*STATED EXERCISE*.
How many lines of the records below contain the string "brown"? Case counts. Give only the number.

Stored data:
>> Start
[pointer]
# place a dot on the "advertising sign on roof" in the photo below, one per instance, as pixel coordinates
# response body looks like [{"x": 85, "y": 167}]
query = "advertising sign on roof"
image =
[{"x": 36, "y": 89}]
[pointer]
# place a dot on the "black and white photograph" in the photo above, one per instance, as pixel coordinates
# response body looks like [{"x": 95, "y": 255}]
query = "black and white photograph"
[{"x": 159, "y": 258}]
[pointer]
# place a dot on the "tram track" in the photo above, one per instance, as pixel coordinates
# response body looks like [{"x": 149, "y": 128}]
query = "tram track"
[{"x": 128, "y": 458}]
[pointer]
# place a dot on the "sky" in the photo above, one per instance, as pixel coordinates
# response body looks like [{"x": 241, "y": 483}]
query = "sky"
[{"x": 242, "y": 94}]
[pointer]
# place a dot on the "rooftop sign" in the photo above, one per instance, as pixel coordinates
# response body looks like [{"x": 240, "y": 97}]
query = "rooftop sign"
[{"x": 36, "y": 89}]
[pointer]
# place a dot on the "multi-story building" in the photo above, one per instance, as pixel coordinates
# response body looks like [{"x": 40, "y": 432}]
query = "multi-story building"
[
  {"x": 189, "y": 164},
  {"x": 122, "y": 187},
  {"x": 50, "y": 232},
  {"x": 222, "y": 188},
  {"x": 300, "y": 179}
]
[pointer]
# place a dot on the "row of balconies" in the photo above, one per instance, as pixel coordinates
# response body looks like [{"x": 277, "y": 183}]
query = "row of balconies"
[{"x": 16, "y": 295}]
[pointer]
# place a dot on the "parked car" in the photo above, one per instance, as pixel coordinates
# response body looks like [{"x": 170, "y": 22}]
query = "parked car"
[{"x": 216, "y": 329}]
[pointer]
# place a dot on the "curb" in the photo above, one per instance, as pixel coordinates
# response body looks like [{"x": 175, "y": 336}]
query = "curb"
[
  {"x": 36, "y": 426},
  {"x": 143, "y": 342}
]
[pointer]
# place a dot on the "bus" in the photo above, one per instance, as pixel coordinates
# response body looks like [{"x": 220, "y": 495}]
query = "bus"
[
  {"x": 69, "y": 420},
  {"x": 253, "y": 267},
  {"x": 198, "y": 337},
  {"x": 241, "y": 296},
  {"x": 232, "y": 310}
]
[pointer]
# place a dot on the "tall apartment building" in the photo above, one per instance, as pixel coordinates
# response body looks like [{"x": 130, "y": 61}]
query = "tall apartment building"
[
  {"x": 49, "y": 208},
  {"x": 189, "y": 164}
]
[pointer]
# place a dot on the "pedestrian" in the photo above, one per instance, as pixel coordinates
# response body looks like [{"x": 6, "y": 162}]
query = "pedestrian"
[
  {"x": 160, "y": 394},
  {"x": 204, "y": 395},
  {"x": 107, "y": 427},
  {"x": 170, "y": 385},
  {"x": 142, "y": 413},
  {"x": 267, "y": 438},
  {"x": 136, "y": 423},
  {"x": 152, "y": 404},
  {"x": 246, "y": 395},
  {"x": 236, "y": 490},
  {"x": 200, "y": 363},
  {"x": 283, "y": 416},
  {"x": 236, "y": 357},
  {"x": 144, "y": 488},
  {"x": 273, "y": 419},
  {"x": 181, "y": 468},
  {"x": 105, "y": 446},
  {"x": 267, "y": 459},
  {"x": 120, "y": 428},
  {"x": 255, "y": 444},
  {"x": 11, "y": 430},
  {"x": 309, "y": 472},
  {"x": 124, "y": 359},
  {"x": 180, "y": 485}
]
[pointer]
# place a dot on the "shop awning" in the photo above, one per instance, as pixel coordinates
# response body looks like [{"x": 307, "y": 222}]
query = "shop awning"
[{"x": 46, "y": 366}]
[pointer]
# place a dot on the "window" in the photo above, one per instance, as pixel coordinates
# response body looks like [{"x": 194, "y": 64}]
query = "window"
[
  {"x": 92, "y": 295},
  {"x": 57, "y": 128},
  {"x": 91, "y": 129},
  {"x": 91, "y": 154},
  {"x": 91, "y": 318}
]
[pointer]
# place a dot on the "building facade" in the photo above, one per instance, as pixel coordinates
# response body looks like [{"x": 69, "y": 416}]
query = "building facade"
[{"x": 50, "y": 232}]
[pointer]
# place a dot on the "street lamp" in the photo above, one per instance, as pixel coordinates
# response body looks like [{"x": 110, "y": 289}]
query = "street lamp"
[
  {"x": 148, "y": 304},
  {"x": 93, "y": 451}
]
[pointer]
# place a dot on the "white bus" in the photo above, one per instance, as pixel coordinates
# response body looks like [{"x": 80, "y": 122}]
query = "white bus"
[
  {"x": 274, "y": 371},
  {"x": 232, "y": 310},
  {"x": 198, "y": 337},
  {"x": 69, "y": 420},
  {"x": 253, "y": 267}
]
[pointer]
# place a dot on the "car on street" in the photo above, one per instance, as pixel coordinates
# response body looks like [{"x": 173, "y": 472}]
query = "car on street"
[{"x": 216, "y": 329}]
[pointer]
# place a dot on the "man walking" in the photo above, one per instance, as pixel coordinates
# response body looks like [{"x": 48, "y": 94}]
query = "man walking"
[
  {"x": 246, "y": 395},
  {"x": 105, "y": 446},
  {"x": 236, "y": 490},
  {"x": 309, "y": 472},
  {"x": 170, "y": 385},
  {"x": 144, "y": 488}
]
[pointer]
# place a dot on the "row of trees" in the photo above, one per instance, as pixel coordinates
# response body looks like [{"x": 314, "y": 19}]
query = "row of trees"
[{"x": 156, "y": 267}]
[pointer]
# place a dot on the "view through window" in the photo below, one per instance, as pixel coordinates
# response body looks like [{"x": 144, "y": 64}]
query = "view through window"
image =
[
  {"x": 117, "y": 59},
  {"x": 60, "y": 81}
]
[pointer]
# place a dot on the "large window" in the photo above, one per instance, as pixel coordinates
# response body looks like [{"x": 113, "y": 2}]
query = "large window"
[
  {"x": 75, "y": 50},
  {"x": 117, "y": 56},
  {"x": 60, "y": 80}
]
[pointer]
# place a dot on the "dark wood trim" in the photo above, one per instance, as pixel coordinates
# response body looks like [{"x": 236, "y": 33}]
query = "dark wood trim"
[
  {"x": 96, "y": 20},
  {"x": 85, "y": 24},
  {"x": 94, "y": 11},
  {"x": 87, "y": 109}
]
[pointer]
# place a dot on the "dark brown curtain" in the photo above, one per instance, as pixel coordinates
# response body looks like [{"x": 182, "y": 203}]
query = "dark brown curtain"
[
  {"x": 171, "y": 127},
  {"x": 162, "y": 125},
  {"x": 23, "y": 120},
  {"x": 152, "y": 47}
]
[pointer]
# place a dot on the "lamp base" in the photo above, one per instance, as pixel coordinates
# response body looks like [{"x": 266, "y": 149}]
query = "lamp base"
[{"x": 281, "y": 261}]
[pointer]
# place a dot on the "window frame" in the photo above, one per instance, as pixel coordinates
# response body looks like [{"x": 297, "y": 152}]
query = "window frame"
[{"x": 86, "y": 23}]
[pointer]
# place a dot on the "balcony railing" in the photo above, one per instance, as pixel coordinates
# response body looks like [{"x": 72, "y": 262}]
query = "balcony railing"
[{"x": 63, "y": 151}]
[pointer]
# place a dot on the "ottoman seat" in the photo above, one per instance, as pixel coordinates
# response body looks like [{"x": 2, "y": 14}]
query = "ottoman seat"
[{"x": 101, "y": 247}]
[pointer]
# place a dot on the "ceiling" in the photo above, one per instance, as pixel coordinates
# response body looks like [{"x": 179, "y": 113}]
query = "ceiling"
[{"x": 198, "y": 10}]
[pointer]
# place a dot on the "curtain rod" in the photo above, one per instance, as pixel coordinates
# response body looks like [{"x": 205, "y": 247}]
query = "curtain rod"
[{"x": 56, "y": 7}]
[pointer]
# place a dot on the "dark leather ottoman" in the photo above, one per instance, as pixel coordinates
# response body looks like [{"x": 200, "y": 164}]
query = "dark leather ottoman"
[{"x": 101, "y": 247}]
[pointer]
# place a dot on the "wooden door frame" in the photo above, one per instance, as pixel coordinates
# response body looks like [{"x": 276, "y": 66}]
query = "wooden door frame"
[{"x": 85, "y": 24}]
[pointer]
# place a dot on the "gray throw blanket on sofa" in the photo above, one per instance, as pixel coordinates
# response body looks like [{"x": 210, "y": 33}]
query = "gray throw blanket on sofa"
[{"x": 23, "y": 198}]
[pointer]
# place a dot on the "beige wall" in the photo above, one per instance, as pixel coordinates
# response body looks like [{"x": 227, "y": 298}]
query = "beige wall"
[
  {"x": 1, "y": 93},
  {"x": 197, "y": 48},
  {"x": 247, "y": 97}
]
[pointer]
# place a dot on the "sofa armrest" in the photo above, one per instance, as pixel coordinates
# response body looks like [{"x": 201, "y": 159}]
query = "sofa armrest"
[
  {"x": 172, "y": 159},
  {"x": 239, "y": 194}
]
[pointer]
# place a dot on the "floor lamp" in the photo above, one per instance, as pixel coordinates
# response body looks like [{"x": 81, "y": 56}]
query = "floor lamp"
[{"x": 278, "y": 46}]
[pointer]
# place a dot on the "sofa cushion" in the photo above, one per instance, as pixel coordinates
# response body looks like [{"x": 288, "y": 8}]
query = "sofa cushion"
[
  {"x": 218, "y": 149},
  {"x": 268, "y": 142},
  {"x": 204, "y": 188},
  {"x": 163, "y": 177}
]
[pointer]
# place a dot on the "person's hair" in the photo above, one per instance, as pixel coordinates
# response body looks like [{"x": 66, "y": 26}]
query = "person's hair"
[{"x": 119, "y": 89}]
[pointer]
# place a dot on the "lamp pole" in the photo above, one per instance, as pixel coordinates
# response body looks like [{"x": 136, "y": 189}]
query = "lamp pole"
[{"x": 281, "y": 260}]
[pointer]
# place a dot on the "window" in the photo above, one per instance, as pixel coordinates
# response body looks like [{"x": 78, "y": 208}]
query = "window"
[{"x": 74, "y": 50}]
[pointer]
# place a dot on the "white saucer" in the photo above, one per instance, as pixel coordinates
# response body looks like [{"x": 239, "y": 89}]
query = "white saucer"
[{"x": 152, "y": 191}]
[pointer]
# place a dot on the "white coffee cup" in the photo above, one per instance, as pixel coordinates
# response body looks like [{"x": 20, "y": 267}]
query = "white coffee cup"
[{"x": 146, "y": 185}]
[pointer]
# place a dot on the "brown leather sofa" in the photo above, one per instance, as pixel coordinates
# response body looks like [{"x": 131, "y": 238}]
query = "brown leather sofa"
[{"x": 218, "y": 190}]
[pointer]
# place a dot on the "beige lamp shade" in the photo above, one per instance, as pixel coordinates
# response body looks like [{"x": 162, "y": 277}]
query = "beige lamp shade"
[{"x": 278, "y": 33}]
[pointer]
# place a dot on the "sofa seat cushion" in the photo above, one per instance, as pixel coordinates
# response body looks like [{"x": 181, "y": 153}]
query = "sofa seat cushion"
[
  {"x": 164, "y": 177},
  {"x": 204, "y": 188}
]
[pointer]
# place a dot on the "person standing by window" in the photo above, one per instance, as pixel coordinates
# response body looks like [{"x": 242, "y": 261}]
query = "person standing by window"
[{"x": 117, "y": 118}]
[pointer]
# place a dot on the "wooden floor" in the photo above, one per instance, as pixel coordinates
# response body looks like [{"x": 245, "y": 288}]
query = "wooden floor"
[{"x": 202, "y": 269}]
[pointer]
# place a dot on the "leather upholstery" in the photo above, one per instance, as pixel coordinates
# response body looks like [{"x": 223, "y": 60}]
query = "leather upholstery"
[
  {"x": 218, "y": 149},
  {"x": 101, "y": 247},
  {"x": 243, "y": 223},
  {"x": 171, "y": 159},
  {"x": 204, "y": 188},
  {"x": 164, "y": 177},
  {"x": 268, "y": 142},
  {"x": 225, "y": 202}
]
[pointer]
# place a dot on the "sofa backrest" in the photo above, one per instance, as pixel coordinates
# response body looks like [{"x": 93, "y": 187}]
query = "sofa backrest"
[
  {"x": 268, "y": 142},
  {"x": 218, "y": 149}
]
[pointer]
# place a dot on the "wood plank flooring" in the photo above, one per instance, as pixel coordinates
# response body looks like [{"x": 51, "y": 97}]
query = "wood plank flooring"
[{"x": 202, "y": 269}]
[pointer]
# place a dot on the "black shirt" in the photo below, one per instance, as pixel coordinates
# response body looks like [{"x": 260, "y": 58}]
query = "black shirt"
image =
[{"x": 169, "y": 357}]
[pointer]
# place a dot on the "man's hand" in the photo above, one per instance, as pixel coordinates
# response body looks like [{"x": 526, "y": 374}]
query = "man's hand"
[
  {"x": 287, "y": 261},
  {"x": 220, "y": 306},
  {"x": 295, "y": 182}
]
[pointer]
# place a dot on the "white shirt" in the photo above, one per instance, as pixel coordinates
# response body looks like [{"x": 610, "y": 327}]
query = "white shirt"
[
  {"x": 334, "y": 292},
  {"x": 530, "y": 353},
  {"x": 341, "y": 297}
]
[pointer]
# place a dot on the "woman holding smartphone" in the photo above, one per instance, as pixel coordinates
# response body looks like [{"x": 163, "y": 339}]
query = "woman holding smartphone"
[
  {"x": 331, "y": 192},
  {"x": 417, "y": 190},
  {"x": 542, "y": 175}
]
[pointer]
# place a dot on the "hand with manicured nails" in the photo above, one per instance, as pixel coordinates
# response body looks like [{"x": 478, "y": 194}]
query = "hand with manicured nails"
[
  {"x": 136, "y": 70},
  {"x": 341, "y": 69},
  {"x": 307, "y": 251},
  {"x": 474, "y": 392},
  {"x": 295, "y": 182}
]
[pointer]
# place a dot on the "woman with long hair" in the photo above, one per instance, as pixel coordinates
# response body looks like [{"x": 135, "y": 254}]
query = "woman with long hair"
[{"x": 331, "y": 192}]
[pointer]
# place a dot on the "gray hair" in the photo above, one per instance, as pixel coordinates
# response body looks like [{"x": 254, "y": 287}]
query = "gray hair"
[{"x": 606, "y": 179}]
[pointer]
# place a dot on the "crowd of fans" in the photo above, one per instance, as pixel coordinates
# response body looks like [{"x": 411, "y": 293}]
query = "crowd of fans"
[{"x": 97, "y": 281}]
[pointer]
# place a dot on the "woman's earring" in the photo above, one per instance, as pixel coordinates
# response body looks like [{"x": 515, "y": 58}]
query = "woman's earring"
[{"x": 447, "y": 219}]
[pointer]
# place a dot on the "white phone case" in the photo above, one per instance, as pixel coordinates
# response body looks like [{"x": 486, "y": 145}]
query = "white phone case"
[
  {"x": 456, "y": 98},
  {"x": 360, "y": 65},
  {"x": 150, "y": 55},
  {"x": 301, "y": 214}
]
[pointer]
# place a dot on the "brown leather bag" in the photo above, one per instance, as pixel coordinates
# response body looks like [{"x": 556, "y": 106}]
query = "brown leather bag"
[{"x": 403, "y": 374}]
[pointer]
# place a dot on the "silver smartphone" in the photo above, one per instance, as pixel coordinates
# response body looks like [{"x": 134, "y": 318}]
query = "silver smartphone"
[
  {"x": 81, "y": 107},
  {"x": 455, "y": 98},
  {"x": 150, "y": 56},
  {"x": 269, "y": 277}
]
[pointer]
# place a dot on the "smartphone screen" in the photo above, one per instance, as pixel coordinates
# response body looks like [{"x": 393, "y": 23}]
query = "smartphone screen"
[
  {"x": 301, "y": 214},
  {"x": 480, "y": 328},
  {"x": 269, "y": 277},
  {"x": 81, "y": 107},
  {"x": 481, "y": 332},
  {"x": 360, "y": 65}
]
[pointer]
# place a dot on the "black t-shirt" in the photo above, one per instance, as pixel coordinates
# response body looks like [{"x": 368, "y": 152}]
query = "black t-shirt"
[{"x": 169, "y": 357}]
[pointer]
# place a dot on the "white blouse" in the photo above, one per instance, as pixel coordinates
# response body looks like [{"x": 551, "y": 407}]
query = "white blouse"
>> End
*WRITTEN SOLUTION*.
6